### The exercise
Rewrite the data below with every "photograph" replaced by "image" and everything else unchanged. Leave the pictures out.

### Records for processing
● ● ● ● ●
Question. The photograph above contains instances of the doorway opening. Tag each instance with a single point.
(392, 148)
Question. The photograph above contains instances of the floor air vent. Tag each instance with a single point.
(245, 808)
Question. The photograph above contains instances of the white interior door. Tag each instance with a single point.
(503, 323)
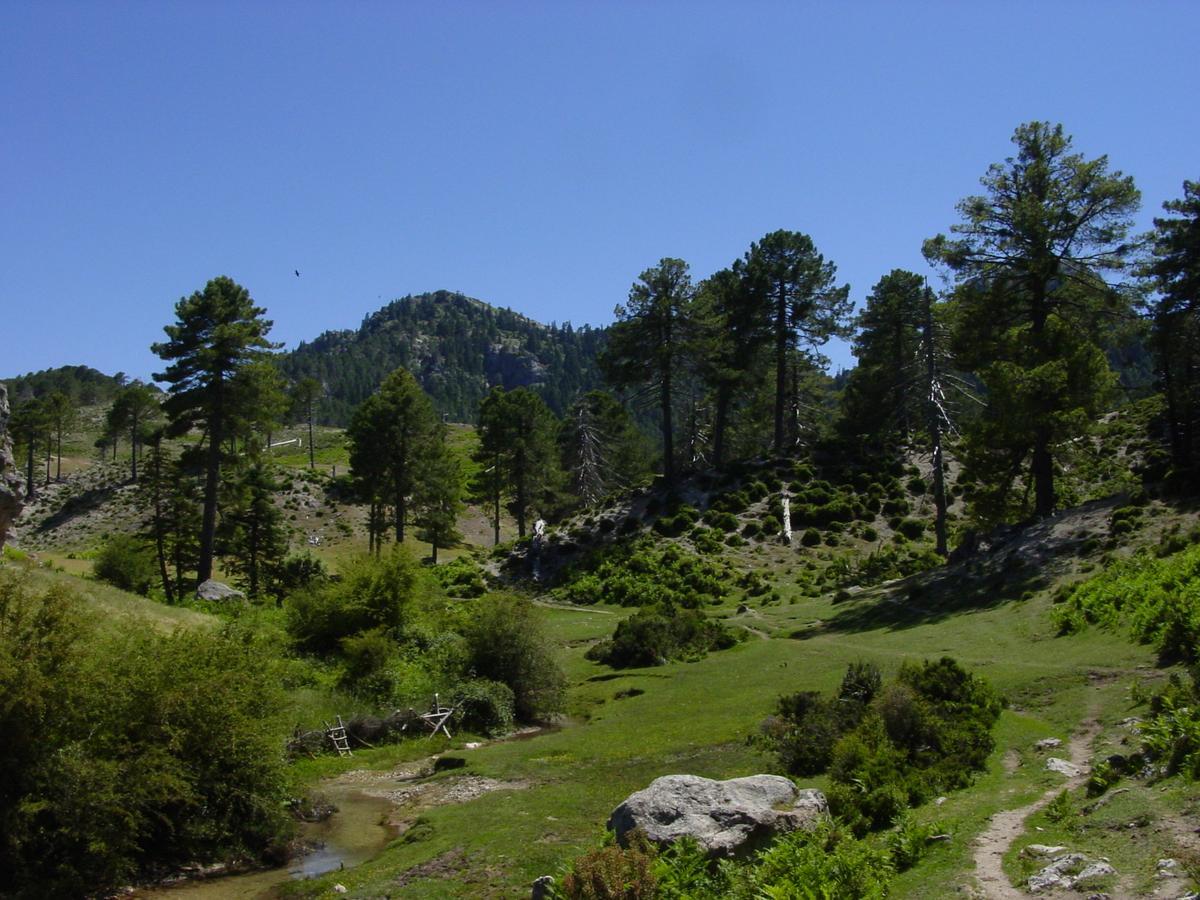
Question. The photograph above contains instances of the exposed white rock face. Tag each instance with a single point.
(11, 495)
(216, 591)
(1063, 767)
(725, 817)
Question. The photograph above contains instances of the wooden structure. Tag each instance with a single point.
(336, 733)
(436, 719)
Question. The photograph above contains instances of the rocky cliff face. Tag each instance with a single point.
(10, 479)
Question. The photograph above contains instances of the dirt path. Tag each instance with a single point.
(1006, 827)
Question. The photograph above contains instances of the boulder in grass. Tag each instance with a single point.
(725, 817)
(217, 592)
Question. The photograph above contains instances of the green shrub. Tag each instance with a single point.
(299, 571)
(462, 577)
(612, 874)
(657, 635)
(888, 747)
(485, 707)
(369, 658)
(1157, 599)
(127, 563)
(373, 593)
(672, 526)
(150, 751)
(724, 521)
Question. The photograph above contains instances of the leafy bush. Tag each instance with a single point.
(888, 747)
(505, 643)
(149, 750)
(485, 707)
(370, 658)
(373, 593)
(724, 521)
(612, 874)
(1171, 737)
(672, 526)
(639, 574)
(126, 562)
(1157, 599)
(299, 571)
(462, 577)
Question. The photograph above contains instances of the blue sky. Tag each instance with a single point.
(533, 155)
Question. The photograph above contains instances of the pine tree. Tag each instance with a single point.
(649, 341)
(253, 537)
(217, 333)
(438, 498)
(390, 438)
(306, 395)
(1175, 274)
(792, 287)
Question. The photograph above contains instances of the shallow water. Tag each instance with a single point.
(352, 835)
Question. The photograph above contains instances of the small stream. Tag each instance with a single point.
(352, 835)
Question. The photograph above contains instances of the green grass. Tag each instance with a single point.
(696, 718)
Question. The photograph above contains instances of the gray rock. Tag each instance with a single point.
(1056, 875)
(11, 495)
(1063, 767)
(217, 592)
(1042, 850)
(1093, 870)
(725, 817)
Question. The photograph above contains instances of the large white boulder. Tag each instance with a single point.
(725, 817)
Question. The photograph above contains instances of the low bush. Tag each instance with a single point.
(127, 563)
(373, 593)
(640, 574)
(505, 643)
(485, 707)
(724, 521)
(1157, 599)
(657, 635)
(150, 751)
(462, 577)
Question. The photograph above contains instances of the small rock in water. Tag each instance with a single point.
(1042, 850)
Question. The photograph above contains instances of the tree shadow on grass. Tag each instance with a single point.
(934, 597)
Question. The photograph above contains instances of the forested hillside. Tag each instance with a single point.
(83, 385)
(457, 348)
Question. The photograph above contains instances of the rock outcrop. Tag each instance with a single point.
(217, 592)
(11, 496)
(725, 817)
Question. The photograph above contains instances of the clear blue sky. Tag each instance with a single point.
(535, 155)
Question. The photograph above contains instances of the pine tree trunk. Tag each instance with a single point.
(312, 454)
(209, 515)
(667, 432)
(159, 543)
(719, 425)
(780, 367)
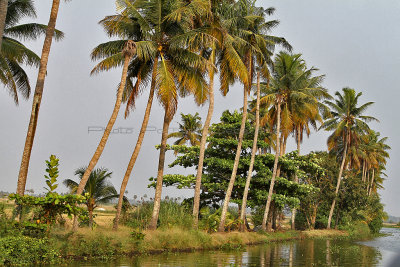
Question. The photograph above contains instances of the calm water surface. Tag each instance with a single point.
(379, 252)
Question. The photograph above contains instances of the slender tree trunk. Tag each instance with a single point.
(253, 156)
(3, 15)
(138, 146)
(90, 210)
(228, 194)
(277, 152)
(204, 135)
(338, 184)
(372, 182)
(314, 217)
(296, 179)
(129, 50)
(363, 171)
(161, 162)
(37, 98)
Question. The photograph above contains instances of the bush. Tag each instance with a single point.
(23, 250)
(172, 214)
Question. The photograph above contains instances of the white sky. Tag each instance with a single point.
(355, 43)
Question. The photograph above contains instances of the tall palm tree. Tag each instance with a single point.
(300, 95)
(189, 130)
(347, 123)
(3, 15)
(253, 155)
(14, 53)
(155, 26)
(128, 52)
(37, 98)
(98, 188)
(247, 23)
(216, 40)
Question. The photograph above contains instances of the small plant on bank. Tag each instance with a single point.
(52, 205)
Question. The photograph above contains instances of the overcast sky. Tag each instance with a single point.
(355, 43)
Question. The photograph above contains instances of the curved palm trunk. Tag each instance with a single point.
(204, 134)
(3, 15)
(372, 182)
(253, 155)
(274, 172)
(37, 99)
(296, 179)
(161, 161)
(139, 142)
(228, 194)
(338, 184)
(90, 211)
(129, 50)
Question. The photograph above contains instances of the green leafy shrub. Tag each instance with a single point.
(100, 246)
(24, 250)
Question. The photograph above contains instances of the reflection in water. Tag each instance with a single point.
● ● ● ● ●
### Reply to the exercise
Question. The image above contains instances of the doorway opening. Tag each instance with a single point.
(392, 148)
Question. The image above contains instances of the floor air vent. Tag each instance with a single point.
(245, 808)
Question. The image above contains instances of the white interior door. Tag each instance with a single point.
(503, 323)
Question. The image above contains instances of the exposed white rock face. Tag each instance with a single point.
(11, 495)
(216, 591)
(1063, 767)
(725, 817)
Question. The image above contains instances of the wooden structure. Tag each instance with a single point.
(336, 733)
(436, 719)
Question. The image above contains instances of the rocky cliff face. Tag each instance with a single point.
(10, 479)
Question. The image above contains instances of the dirt path. Tag each instance with a single point.
(1006, 827)
Question. The image above contains instances of the boulder in grass. Tag each instance with a single point.
(725, 817)
(217, 592)
Question. The image above contains instances of the green shrub. Tag each instance with a single point.
(299, 571)
(462, 577)
(612, 874)
(657, 635)
(888, 747)
(485, 707)
(369, 658)
(1157, 599)
(127, 563)
(373, 593)
(672, 526)
(150, 751)
(724, 521)
Question. The image above contains instances of the leafy bush. Tag each instance with a single point.
(888, 747)
(505, 643)
(149, 750)
(485, 707)
(370, 658)
(373, 593)
(724, 521)
(612, 874)
(1171, 737)
(672, 526)
(639, 574)
(126, 562)
(1157, 599)
(299, 571)
(462, 577)
Question. The image above contains instances of the blue sky. Tag each instance with a single point.
(533, 155)
Question. The image above contains instances of the pine tree. Tag each instance with a single point.
(649, 341)
(253, 537)
(217, 333)
(438, 498)
(390, 438)
(306, 395)
(1175, 274)
(792, 287)
Question. The image above contains instances of the shallow water. Tag each instance with a single point.
(352, 835)
Question. The image above contains instances of the small stream. Tag each instance with a single point.
(352, 835)
Question. The image above contains instances of the green grass. Tag each instance with a single point.
(696, 718)
Question. The image above contains instances of the gray rock. Tag each instance with a single point.
(1056, 875)
(11, 495)
(1063, 767)
(217, 592)
(1042, 850)
(1093, 870)
(725, 817)
Question. The image above contains instances of the large white boulder. Tag each instance with a single point.
(725, 817)
Question. The image above contains instances of the low bush. Tag each instance with a single point.
(127, 563)
(373, 593)
(640, 574)
(505, 643)
(485, 707)
(724, 521)
(1157, 599)
(657, 635)
(150, 751)
(462, 577)
Question. The image above contains instances of the small rock in water. Tag each instance with a single point.
(1042, 850)
Question. The image above contains instances of the tree shadow on grass. Tag each instance with a single point.
(934, 597)
Question. The image above contains instances of the forested hillside. Tag each instance with a single point.
(83, 385)
(457, 348)
Question. The image above contains instances of the rock outcrop. Tag each instance with a single point.
(217, 592)
(11, 496)
(725, 817)
Question. The image above contains instances of the clear blue sky. Tag each instance with a single point.
(535, 155)
Question. The image above contains instances of the pine tree trunk. Tag each instance with a single point.
(312, 454)
(209, 515)
(667, 432)
(159, 543)
(719, 425)
(780, 367)
Question. The image above contains instances of the calm water surface. Tag each instance with a single point.
(379, 252)
Question. The image above contains instances of the slender tree trunk. Tag each instance with a single point.
(253, 156)
(3, 15)
(138, 146)
(90, 210)
(228, 194)
(277, 152)
(204, 135)
(338, 184)
(372, 182)
(314, 217)
(296, 179)
(129, 50)
(363, 171)
(161, 162)
(37, 98)
Question. The image above contains instances of the bush. Tag each instance with a single point.
(23, 250)
(172, 214)
Question. The image above contains instances of the white sky. Tag each instance with a single point.
(355, 43)
Question. The image above contains instances of the tall palm tree. Tag each instance with a single point.
(300, 95)
(189, 130)
(347, 123)
(3, 15)
(253, 155)
(14, 53)
(155, 26)
(128, 52)
(37, 98)
(98, 188)
(247, 23)
(216, 40)
Question. The image above contains instances of the small plant on bank. Tag each instance with a single point.
(52, 205)
Question. The image above contains instances of the overcast sky. Tag each instance with a single point.
(355, 43)
Question. The image above contains instances of the curved palm trunk. Tag each instance with a single point.
(204, 134)
(3, 15)
(372, 182)
(253, 155)
(274, 172)
(37, 99)
(296, 179)
(161, 161)
(139, 142)
(228, 194)
(338, 184)
(90, 211)
(129, 50)
Question. The image above contains instances of the green leafy shrub. Tag each instance with a single point.
(100, 246)
(24, 250)
Question. The image above contains instances of the reflection in water. Tag each instance with a single point.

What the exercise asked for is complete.